▸ **TASK BRIEF**: Repeat the listing in full. Nothing may be added or left out.

(Recorded data)
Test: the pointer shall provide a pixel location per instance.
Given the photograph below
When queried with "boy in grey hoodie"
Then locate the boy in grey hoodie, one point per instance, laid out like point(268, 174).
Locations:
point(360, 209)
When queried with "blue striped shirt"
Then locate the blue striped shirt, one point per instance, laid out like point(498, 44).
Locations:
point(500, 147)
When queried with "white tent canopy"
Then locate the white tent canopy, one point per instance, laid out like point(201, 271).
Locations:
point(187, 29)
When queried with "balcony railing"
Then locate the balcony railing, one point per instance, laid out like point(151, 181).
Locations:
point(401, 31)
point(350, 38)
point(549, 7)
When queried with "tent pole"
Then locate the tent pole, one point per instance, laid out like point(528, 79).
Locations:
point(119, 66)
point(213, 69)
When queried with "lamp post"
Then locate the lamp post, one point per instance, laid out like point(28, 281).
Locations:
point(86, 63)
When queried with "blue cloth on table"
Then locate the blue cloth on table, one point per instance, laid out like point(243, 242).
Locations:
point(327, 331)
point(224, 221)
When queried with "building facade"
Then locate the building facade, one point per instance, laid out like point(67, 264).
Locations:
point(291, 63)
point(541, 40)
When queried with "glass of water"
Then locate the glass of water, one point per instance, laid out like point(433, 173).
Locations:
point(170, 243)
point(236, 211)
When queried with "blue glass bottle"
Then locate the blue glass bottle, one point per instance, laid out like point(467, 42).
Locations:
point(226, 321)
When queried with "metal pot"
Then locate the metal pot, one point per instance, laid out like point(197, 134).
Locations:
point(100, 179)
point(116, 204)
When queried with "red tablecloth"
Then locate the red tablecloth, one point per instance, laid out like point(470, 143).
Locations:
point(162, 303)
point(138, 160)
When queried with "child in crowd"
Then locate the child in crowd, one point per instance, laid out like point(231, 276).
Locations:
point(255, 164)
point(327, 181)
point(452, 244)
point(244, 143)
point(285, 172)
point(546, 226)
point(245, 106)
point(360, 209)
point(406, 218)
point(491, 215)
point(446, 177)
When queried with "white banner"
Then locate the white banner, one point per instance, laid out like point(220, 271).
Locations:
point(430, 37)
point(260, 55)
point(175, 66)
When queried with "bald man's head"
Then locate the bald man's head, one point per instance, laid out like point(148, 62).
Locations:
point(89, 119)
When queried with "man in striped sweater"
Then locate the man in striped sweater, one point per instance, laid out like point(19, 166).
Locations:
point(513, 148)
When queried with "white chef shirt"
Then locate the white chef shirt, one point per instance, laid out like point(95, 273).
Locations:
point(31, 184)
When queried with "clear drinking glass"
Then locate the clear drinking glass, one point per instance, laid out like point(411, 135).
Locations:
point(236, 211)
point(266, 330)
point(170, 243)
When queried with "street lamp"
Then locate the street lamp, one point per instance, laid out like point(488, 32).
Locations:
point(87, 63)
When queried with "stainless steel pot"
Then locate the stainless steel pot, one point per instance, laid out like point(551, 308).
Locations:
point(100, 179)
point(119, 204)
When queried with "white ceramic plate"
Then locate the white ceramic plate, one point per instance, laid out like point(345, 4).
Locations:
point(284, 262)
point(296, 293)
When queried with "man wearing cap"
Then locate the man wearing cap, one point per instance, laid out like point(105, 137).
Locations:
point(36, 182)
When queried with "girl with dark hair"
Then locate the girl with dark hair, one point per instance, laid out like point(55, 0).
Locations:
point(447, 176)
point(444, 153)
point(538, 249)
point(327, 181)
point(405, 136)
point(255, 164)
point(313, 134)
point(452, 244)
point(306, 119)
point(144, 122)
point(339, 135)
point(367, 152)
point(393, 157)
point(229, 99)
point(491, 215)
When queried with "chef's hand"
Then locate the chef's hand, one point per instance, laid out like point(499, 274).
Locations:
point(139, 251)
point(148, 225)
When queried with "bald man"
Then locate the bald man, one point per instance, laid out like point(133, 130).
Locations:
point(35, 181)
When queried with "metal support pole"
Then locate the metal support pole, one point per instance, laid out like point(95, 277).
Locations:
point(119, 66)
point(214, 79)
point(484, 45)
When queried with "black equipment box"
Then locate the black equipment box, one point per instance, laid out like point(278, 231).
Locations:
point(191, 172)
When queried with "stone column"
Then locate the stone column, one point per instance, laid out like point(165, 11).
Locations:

▸ **EXERCISE SOLUTION**:
Test: the pointer shall provide a pixel location per instance.
Given the photograph below
When queried with "boy in grey hoodie"
Then locate the boy in grey hoodie, one point per instance, laid out like point(268, 174).
Locations:
point(360, 209)
When queried with "blue striped shirt"
Then locate the blue striped shirt, one point per instance, laid out like point(498, 44).
Locations:
point(500, 147)
When queried with "white tent canopy"
Then locate the white tent canopy, one point per instance, laid out like point(201, 271).
Locations:
point(187, 29)
When queried with "balcony railing"
Then locate the balcony railing, one point per instance, laid out like point(151, 181).
Locations:
point(401, 31)
point(350, 38)
point(549, 7)
When queried with "tent pole"
Then locate the tent pole, one point per instance, laid out like point(528, 79).
Locations:
point(119, 66)
point(213, 69)
When queried with "lamp post"
Then locate the lamp post, one point per instance, laid out like point(28, 281).
Locations:
point(86, 63)
When queried with "blue cloth on table"
Then locate the blue cloth on table, one point per instance, laid out like point(243, 242).
Locations:
point(327, 331)
point(224, 221)
When queried with "building facade"
Then locate the building facade, one point per instance, laid out like point(67, 264).
Locations:
point(291, 63)
point(541, 40)
When queried with "glass of water"
Then locate the glass of water, one point per instance, laid out like point(433, 173).
Locations:
point(170, 243)
point(236, 211)
When queried with "blue glass bottle"
Then locate the blue glass bottle, one point per instance, laid out like point(467, 42).
Locations:
point(226, 321)
When queried with "metal pot"
Then locate the metal pot, one point per instance, laid out like point(197, 134).
Locations:
point(100, 179)
point(116, 204)
When queried with "red tablecloth"
Then locate the red tablecloth, one point per instance, laid out like point(470, 143).
Locations:
point(162, 303)
point(138, 160)
When queried with "child in crowd"
Then locate the child in crowd, one point per instance, laid out like point(231, 276).
Locations:
point(255, 164)
point(327, 181)
point(452, 244)
point(244, 143)
point(285, 172)
point(546, 226)
point(245, 106)
point(360, 209)
point(406, 218)
point(491, 215)
point(446, 177)
When queried with "white banner"
Then locate the white banner, one point per instance, laid out like point(220, 271).
Locations:
point(430, 37)
point(260, 55)
point(175, 66)
When queried with "bald man's head"
Then locate the bald man's head, one point per instance, laid out like point(148, 62).
Locations:
point(89, 119)
When queried with "man in striped sweater"
Then locate the man in striped sweater, one point per instance, laid out like point(19, 166).
Locations:
point(513, 148)
When queried with "white chef shirt"
Then locate the white chef shirt, one point per instance, laid out like point(95, 273).
Locations:
point(31, 184)
When queried with "clear drinking glass"
Then locate the clear drinking glass, one point per instance, laid out like point(411, 135).
Locations:
point(236, 211)
point(266, 330)
point(170, 243)
When queried with "street lamp"
Then locate the street lamp, one point per instance, laid out like point(488, 32).
Locations:
point(87, 63)
When queried with "stainless steel pot"
Then locate the stainless steel pot, one point per instance, laid out like point(551, 308).
Locations:
point(100, 179)
point(119, 204)
When queried with "white ceramic plate"
Then locate the white ceramic plate, one point per instance, laid out like point(345, 4).
Locations:
point(284, 262)
point(296, 293)
When queried with "man wearing cap"
Then locate the man wearing cap, one point per instance, laid out like point(105, 137).
Locations:
point(36, 182)
When queried with "girl with dark hair"
Then locate the girl with dark hair, one point per instance, laid out like point(55, 0).
Locations:
point(447, 176)
point(444, 153)
point(538, 249)
point(327, 181)
point(405, 136)
point(255, 164)
point(313, 134)
point(452, 244)
point(306, 119)
point(144, 122)
point(339, 135)
point(367, 152)
point(393, 157)
point(229, 99)
point(491, 215)
When queried with "chef's hand"
Then locate the chef's hand, one point per instance, laid out like point(499, 274).
Locations:
point(139, 251)
point(148, 225)
When queried with "bald man"
Then locate the bald man, one point per instance, laid out like point(133, 130).
Locations:
point(35, 181)
When queried with "metal support pole"
Then locate the metal support pole, one point per instance, laid out like point(95, 277).
Locations:
point(119, 66)
point(214, 79)
point(484, 45)
When queried with "black equipment box"
Then locate the black equipment box, one point per instance, laid out like point(278, 231).
Locations:
point(191, 172)
When queried with "stone column"
Then locate the stone column, one point per instance, laid out like point(165, 11).
Locations:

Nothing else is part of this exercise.